[Saved entries]

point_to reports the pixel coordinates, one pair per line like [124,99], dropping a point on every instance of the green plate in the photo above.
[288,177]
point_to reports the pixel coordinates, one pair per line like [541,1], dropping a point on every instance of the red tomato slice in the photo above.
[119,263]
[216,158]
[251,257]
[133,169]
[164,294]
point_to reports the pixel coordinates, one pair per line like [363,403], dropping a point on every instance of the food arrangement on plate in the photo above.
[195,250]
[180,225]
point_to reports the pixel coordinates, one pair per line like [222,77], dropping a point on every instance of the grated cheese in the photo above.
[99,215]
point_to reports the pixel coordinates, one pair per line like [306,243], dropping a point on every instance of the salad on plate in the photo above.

## Problem
Reproduce every line above without error.

## Expected answer
point_to reports the pixel coordinates, one pair per line like [124,99], dropping a point on every instance of the green plate in the photo above.
[288,177]
point_to reports the pixel coordinates, one pair per line like [541,1], dropping a point on every instance of the red tomato slice in the photo above.
[119,263]
[216,158]
[251,257]
[133,169]
[164,294]
point_to reports the pixel coordinates, one pair per line like [363,403], dropping a point on every instance of the food arrangement on plate in the photo above.
[195,250]
[180,225]
point_to reports the pixel coordinates, one pair per line like [222,77], dropping a point on every instance of the grated cheese in the photo above.
[99,215]
point_to reports the pixel coordinates, one pair per line like [306,243], dropping a point on every instance of the salad on plate in the photo above.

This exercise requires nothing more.